*** Begin section ***

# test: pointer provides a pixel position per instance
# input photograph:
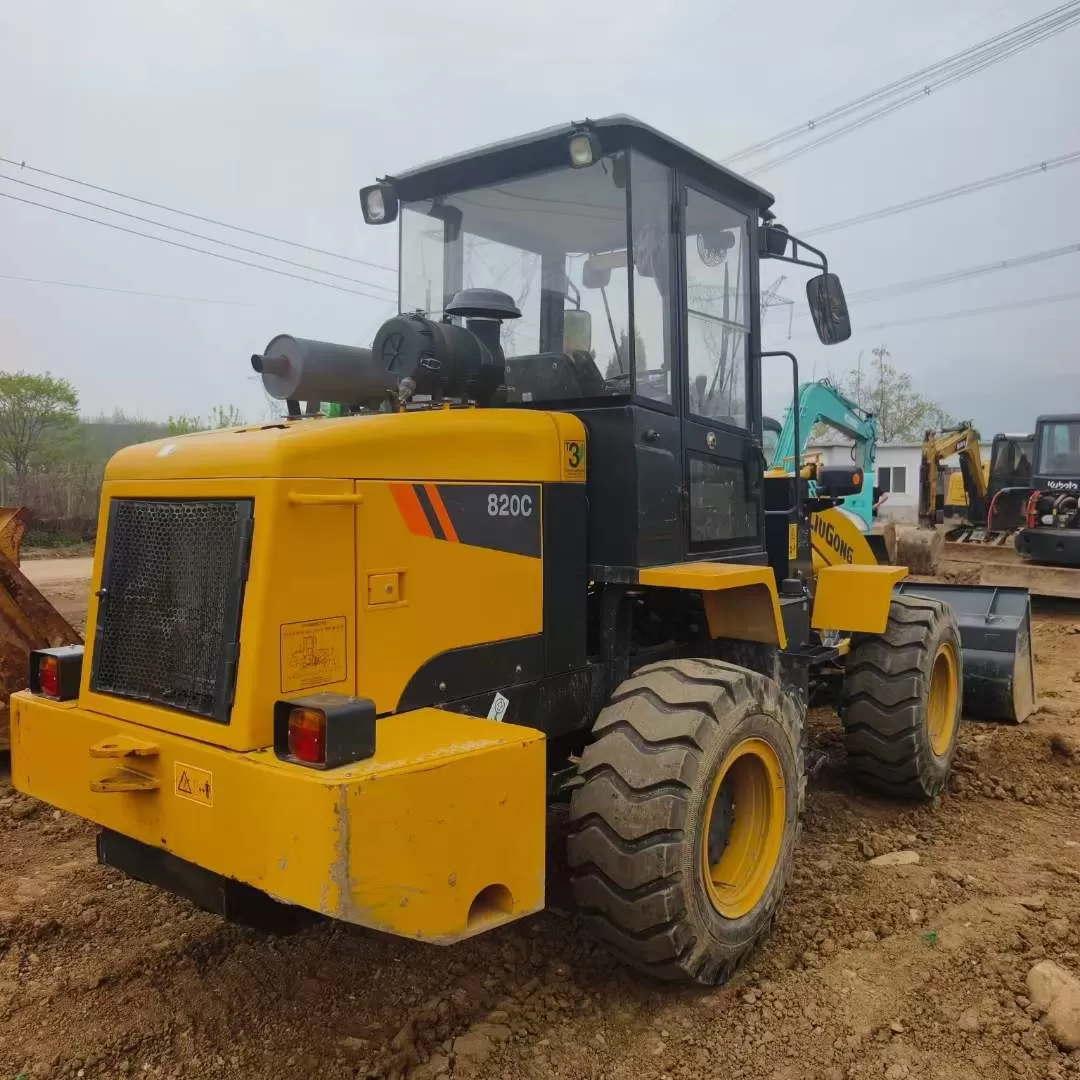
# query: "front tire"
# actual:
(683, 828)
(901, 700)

*** End section ***
*** Begin section ***

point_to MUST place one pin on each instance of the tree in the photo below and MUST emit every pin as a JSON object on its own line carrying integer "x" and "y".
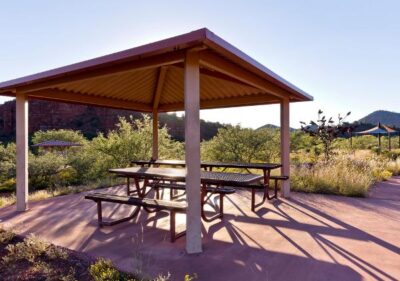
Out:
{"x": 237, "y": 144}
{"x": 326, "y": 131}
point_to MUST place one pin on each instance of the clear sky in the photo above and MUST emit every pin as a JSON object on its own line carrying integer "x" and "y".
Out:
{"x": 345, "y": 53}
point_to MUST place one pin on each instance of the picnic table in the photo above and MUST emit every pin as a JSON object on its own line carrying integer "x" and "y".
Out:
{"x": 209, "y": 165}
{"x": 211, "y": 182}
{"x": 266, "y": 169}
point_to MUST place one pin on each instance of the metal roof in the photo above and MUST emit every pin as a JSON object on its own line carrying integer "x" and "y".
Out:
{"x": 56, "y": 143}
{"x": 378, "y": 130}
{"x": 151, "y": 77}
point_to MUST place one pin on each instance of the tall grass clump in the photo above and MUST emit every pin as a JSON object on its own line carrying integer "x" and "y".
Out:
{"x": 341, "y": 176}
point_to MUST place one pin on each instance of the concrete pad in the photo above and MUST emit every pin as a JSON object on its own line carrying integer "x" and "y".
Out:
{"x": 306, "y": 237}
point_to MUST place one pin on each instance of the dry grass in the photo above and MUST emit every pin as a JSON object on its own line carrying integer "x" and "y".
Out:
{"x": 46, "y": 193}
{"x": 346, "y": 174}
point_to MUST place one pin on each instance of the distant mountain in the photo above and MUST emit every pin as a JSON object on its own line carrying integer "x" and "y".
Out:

*** End section ***
*** Begin section ***

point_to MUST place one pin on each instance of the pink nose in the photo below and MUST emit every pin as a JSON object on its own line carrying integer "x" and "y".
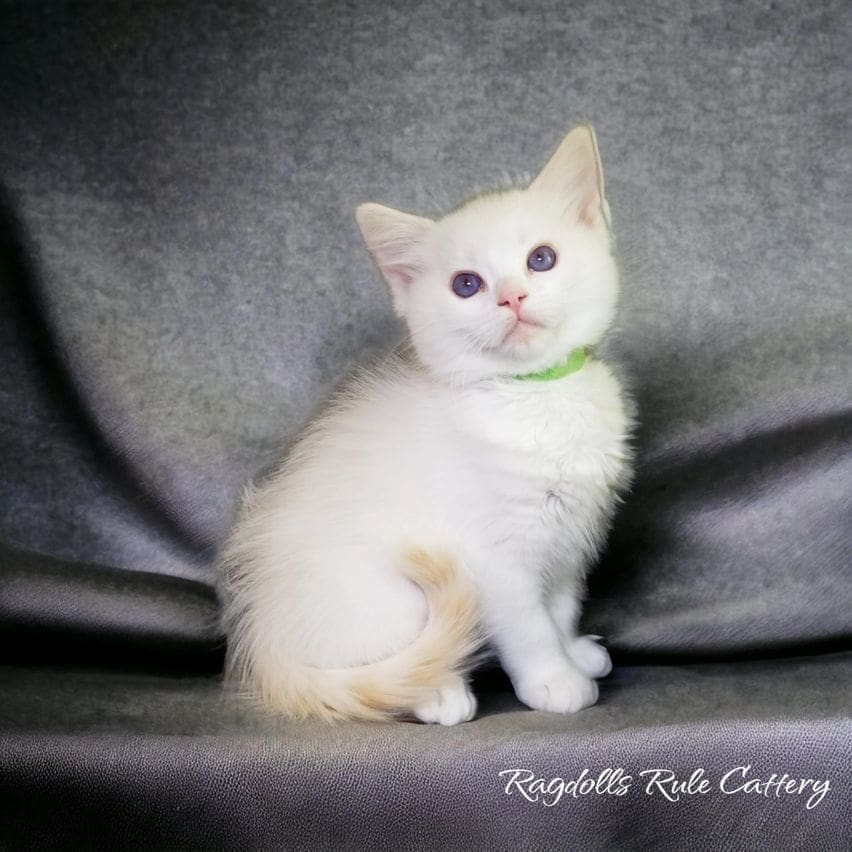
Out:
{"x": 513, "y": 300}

*** End section ***

[INSTRUCTIONS FOR THE TASK]: Return, with no change at all, every line in the entries above from the line containing "point_to MUST place one pin on each instance of the picnic" through the line containing "point_to MUST place one pin on each instance of the metal".

[EXERCISE SOLUTION]:
point_to MUST place one pin on each instance of the picnic table in the photo above and MUST emit every pin as a JSON object on its own line carrying integer "x" and "y".
Out:
{"x": 209, "y": 165}
{"x": 211, "y": 182}
{"x": 266, "y": 169}
point_to MUST place one pin on each instance of the metal roof in the photo above and MUST emit every pin as a JSON object on its own line carrying integer "x" and "y".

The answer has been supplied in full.